PROVIDED RECORDS Start Marker

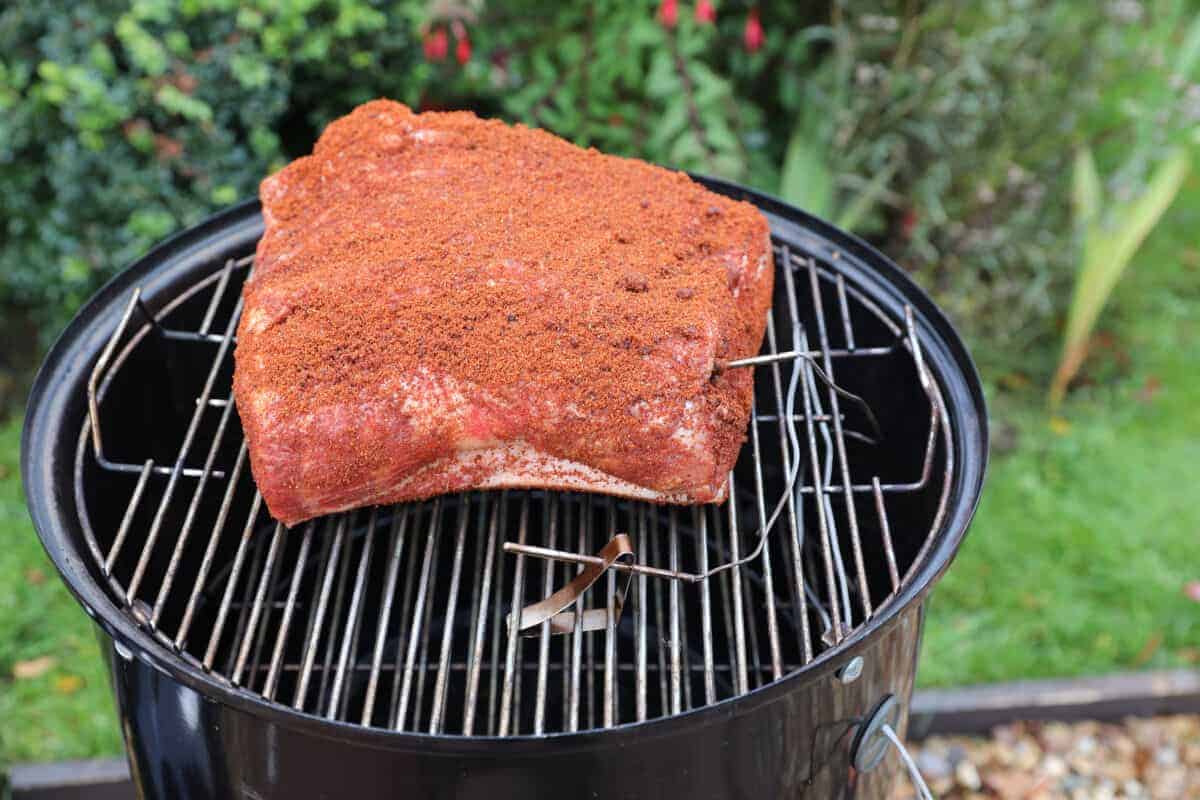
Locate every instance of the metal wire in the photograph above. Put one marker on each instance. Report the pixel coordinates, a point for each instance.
(395, 617)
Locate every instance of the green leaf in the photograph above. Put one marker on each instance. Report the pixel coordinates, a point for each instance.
(1085, 194)
(867, 198)
(805, 180)
(1108, 252)
(1189, 52)
(177, 102)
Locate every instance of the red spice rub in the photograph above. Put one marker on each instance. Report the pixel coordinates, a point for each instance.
(443, 302)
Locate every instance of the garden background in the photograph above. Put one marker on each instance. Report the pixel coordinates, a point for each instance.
(990, 148)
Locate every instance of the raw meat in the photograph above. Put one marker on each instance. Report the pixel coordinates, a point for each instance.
(442, 302)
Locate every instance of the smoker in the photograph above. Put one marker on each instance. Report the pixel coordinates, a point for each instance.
(373, 653)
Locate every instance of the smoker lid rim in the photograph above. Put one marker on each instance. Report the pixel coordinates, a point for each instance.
(49, 432)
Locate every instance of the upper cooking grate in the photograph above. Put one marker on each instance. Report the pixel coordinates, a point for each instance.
(395, 617)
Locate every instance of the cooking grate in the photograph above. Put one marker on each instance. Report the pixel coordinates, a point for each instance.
(395, 617)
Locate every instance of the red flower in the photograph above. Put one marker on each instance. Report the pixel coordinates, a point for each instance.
(436, 44)
(669, 12)
(462, 49)
(753, 34)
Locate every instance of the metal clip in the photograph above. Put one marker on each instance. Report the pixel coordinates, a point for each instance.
(619, 549)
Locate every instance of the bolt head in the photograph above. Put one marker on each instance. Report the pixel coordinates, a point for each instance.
(852, 671)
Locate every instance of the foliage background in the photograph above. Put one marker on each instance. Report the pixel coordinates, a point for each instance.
(124, 121)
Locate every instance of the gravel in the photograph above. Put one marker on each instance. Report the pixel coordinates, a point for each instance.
(1086, 761)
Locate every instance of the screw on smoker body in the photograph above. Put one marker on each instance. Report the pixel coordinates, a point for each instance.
(851, 672)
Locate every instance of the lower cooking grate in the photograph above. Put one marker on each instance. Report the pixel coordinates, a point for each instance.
(396, 617)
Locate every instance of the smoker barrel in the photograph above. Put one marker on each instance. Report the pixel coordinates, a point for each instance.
(369, 653)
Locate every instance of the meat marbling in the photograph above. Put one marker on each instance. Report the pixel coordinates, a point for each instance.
(442, 302)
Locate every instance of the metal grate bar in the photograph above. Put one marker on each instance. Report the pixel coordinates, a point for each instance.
(840, 441)
(547, 587)
(641, 599)
(510, 659)
(354, 615)
(610, 636)
(786, 433)
(256, 608)
(189, 439)
(396, 549)
(676, 636)
(777, 657)
(480, 627)
(738, 611)
(327, 585)
(419, 617)
(706, 609)
(439, 690)
(281, 639)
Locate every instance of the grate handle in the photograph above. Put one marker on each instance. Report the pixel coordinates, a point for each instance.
(552, 609)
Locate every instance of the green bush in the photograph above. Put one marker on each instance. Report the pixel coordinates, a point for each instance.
(123, 121)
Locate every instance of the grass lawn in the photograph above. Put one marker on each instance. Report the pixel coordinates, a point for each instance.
(54, 697)
(1087, 533)
(1090, 528)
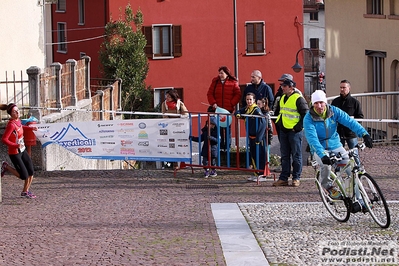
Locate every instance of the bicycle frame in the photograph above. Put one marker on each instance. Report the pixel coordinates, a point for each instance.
(349, 185)
(358, 191)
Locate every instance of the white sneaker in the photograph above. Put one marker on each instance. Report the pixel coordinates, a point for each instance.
(252, 178)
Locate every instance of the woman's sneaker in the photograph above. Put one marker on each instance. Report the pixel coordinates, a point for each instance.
(3, 168)
(28, 195)
(206, 173)
(213, 173)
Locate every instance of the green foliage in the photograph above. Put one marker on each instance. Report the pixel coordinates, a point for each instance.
(122, 56)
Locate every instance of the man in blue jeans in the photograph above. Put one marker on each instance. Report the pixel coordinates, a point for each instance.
(352, 107)
(290, 112)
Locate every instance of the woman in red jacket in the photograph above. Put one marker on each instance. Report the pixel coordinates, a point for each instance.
(13, 137)
(224, 92)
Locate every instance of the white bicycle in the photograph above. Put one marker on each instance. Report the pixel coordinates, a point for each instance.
(359, 191)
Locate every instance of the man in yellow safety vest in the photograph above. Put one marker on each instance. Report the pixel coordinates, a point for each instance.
(290, 112)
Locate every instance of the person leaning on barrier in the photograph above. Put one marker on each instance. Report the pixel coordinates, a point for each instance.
(353, 108)
(258, 87)
(212, 138)
(291, 110)
(224, 92)
(256, 132)
(13, 137)
(173, 105)
(320, 125)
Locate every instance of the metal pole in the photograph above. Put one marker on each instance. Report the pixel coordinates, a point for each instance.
(236, 56)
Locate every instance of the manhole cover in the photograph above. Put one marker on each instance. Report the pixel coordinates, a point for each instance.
(202, 186)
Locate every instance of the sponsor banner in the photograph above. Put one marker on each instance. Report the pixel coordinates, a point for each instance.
(139, 139)
(358, 252)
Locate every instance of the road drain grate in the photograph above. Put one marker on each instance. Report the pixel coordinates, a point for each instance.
(202, 186)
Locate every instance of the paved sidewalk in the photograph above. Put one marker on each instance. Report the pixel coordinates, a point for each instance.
(141, 217)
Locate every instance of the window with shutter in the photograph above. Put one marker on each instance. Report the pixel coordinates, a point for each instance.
(375, 70)
(159, 95)
(163, 41)
(255, 34)
(61, 6)
(81, 10)
(61, 37)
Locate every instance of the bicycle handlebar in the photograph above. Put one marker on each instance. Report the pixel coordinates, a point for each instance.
(352, 153)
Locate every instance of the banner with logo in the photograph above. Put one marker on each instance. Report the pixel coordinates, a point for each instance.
(138, 139)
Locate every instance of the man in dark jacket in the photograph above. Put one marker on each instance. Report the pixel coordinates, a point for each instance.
(259, 88)
(353, 108)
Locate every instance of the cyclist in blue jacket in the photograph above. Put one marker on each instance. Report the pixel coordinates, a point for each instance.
(320, 125)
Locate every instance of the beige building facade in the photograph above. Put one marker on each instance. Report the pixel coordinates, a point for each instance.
(362, 45)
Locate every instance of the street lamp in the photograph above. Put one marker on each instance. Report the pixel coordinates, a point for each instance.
(297, 67)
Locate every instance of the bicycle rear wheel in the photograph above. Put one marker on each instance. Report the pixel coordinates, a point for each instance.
(374, 201)
(336, 207)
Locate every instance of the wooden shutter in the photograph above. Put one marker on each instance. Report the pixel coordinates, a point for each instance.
(147, 31)
(177, 42)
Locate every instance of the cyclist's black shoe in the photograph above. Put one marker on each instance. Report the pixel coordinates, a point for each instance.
(334, 193)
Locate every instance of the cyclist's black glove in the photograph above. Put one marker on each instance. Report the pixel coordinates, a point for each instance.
(326, 160)
(368, 141)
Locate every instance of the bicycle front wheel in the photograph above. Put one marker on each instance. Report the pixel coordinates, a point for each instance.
(374, 201)
(336, 207)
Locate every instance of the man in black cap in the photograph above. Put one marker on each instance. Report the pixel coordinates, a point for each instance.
(290, 112)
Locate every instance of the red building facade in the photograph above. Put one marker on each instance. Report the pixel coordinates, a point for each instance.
(189, 40)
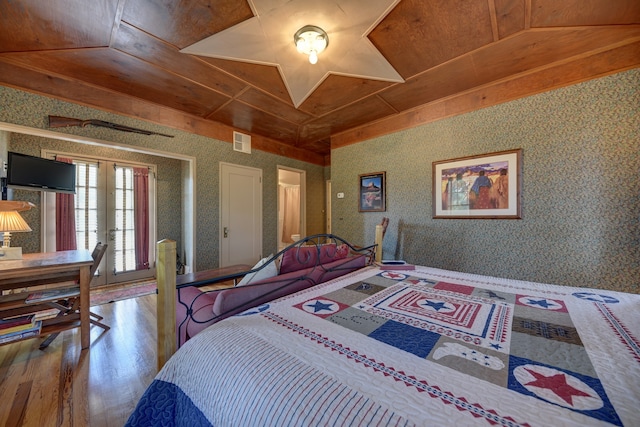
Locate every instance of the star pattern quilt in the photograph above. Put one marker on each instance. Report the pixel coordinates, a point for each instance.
(413, 347)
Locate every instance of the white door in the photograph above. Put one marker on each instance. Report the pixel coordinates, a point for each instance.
(104, 213)
(240, 215)
(328, 198)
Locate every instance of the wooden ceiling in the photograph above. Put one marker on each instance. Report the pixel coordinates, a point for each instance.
(455, 56)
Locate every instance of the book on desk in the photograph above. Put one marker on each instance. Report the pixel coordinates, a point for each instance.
(396, 264)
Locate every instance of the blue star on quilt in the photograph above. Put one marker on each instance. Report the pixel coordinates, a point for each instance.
(436, 305)
(320, 306)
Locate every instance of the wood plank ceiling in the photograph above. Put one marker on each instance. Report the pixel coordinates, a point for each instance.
(454, 55)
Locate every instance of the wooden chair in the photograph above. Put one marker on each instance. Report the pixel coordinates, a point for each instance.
(71, 305)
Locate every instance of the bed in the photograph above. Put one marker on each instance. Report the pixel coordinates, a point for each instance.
(410, 347)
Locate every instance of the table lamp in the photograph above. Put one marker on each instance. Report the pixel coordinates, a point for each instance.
(12, 222)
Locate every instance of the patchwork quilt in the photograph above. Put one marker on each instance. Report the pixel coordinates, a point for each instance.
(425, 347)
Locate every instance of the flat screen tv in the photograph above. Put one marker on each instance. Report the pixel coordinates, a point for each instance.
(36, 173)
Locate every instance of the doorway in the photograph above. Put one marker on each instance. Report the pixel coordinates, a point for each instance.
(105, 212)
(291, 205)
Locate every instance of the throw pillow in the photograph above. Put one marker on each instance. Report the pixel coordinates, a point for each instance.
(270, 270)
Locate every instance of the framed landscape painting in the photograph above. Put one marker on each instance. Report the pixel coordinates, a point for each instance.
(372, 192)
(485, 186)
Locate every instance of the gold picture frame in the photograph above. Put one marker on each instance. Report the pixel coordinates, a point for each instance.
(486, 186)
(372, 192)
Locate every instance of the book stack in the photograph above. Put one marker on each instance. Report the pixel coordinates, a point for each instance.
(52, 294)
(17, 328)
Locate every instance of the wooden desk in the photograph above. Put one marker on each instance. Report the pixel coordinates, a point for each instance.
(51, 268)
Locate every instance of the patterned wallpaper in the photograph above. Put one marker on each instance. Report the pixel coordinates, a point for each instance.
(31, 110)
(580, 201)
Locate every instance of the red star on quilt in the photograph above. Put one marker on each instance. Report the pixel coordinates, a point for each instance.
(556, 383)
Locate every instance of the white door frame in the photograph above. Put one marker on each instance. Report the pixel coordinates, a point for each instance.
(188, 184)
(225, 215)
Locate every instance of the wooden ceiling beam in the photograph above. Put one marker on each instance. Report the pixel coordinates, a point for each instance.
(542, 80)
(20, 78)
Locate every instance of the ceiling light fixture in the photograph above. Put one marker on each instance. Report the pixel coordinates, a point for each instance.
(311, 40)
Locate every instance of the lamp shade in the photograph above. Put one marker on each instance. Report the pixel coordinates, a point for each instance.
(11, 222)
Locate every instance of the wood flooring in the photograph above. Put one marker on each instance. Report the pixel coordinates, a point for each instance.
(98, 387)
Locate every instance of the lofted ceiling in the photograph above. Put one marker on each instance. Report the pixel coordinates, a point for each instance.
(454, 56)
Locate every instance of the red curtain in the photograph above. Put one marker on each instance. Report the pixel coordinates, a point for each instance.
(65, 218)
(141, 213)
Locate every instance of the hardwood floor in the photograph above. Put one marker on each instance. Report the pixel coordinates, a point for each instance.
(64, 386)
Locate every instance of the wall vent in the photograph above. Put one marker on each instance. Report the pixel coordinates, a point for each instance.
(241, 142)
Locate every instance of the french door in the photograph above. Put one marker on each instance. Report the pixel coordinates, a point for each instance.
(104, 212)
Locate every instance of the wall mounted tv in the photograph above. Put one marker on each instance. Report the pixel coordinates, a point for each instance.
(36, 173)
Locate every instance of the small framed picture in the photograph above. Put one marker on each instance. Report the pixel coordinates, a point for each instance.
(486, 186)
(372, 192)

PROVIDED RECORDS End Marker

- _EXERCISE DIRECTIONS_
For this exercise, please copy exactly the lines from the one holding "Locate every instance of the wall vent" through the end of the records, the first and last included.

- _WRITTEN ANSWER_
Locate every instance of the wall vent in the photograph above. Put one marker on each instance. Report the pixel coordinates, a point for each instance.
(241, 142)
Locate every instance of the french door in the photograph above. Put one marker on each instance. Report the pixel coordinates, a point for each instance.
(104, 212)
Locate every instance of the wall mounted tv in the photograph above. Put one marker on each instance. Report the pixel coordinates, a point for each instance.
(36, 173)
Locate every instance of the small framed picture in the photograph above. Put one marker on each instance. Report the pixel coordinates, a point for each instance.
(486, 186)
(372, 192)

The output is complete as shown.